_SOURCE PASSAGE_.
## BEGIN

LinuxMCE looks promising


LinuxMCE for Ubuntu looks promising, but ugly. I haven’t had the time to try it out yet. They have made a video comparing it to Windows MCE. If you ask me, they should have focused on showing the demo of LinuxMCE and dropped the so called comparison. At first glance it looks interesting but way too ugly and complicated for the average user. I’ll have to try it out to be able to give some qualified thoughts.

Now, if they could give me a complete distribution with Ubuntu + LinuxMCE + drivers on a DVD that I could pop into a MacMini and have it up and running in a matter of minutes…

Until then, you can have a look at their demo.

Link to video. Link to project page.

LinuxMCE looks promising

TV from your media center to your mobile

I haven’t tried it yet, but this looks like an interesting plugin for Windows Media Center: Mobile TV Center 1.0

Watch TV on more than 500 mobile phones, Pocket PCs, iPod, PSP and portable media players. Take your TV programs on-the-go. All the shows that your record with your Windows Media Center are automatically converted in the background and transferred to your mobile phone, iPod, Pocket PC, Palm. Simply record TV-shows for your portable device by selecting a tv-show in the EPG (on-screen program guide).

I’ll be back with more info when I have tested it.

Other products with similar functionallity: TMPG VideoSync and SlySoft CloneDVD Mobile.

(Thanks, Oyvind and Ståle)

TV from your media center to your mobile

When will this media center thing catch on?

Friday bonus video. Bill Gates from CES 2005 on YouTube.

Okay, so everybody and your grand mother still have no media center at home. Where are they? By now, all of us should own such a magic box. With music, images, movies, broadband and TV in a nice simple interface where everything is available at the touch of a button.

True media centers are still something for the people that are way above average when it comes to interests and knowledge about computers. I have already published my recipe for when gadgets break through. Let’s have a reality check on media centers:

Engineers – is it possible?
-Yes. There are nice boxes out there that offers fantastic capabilities of handling media.

Marketers – have you done your job?
– Partly yes. Microsoft have launched Media Center Edition and done quite a bit of marketing. However, I find most of the marketing pretty lousy. Too much focus on features. They should have focused on the story. What will happen in your home? And, the most important people of them all, the sales people in the shops have no clue. Absolutely no clue.

## END

_GIVEN ENTRIES_.
## BEGIN

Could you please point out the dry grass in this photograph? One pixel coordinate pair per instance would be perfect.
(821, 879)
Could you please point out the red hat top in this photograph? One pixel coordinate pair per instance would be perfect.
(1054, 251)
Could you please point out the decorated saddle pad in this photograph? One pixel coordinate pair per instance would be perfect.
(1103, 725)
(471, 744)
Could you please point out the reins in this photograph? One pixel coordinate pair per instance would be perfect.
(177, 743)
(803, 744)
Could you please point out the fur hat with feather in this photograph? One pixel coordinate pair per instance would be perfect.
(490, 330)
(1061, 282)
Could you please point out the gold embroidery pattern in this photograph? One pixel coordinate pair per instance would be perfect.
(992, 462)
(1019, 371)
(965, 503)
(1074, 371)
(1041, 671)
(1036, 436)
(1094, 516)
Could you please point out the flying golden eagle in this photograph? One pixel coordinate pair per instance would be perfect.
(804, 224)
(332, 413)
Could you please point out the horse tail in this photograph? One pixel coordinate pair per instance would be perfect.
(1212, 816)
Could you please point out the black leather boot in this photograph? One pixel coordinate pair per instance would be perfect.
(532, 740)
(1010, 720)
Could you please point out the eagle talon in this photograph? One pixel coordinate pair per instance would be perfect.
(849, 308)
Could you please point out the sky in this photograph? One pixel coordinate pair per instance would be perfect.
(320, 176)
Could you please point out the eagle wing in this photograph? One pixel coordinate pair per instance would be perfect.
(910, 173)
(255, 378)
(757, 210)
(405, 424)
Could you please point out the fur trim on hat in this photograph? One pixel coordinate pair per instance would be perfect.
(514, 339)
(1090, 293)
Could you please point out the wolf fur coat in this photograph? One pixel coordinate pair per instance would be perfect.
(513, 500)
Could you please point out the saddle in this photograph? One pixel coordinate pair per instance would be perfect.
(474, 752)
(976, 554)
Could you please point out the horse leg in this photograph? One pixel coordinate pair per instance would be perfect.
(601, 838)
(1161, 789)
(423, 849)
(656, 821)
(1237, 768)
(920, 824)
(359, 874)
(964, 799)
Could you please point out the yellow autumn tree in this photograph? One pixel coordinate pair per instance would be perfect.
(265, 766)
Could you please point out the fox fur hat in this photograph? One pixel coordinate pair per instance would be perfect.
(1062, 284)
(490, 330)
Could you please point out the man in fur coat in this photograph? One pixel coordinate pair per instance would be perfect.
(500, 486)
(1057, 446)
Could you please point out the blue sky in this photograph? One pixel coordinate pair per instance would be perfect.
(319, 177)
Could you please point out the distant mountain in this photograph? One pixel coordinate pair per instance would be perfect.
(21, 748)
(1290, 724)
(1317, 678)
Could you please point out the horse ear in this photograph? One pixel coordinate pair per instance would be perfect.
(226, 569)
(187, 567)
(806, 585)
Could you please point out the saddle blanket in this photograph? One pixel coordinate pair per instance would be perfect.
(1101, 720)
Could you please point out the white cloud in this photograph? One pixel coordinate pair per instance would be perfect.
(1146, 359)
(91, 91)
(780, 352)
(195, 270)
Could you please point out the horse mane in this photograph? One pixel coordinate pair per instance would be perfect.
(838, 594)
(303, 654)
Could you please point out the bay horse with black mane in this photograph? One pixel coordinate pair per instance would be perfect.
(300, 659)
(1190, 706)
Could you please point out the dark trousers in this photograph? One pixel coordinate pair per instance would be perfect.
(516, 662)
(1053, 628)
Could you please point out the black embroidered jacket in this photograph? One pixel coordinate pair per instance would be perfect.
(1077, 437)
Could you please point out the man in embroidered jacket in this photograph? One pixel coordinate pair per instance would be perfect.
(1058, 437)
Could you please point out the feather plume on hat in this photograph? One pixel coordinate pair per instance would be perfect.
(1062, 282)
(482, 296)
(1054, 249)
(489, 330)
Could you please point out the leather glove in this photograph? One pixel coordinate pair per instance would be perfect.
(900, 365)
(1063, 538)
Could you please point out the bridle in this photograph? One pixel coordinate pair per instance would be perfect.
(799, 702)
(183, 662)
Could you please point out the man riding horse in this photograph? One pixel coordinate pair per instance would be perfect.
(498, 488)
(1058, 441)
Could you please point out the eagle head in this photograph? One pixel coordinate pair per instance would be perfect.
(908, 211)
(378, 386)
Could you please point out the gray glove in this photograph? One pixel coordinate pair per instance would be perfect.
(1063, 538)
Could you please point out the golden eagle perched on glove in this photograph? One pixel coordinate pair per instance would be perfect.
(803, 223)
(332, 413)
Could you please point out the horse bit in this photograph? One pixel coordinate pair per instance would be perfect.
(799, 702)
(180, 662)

## END

_EXERCISE INSTRUCTIONS_.
**1)** Reproduce the media center blog post from "Engineers – is" up to and including "Absolutely no clue.", swapping "Marketers" for "Advertisers".
**2)** Check each statement against the media center blog post and answer yes or no, quoting the words that decide it: (a) The author has already tried out LinuxMCE. (b) Mobile TV Center converts recorded shows automatically in the background. (c) The author thinks Microsoft's marketing gave too little attention to features.

_OUTPUTS BY TASK_.
**1)**
Engineers – is it possible?
-Yes. There are nice boxes out there that offers fantastic capabilities of handling media.

Advertisers – have you done your job?
– Partly yes. Microsoft have launched Media Center Edition and done quite a bit of marketing. However, I find most of the marketing pretty lousy. Too much focus on features. They should have focused on the story. What will happen in your home? And, the most important people of them all, the sales people in the shops have no clue. Absolutely no clue.

**2)**
(a) No: "I haven’t had the time to try it out yet."
(b) Yes: "are automatically converted in the background"
(c) No: "Too much focus on features."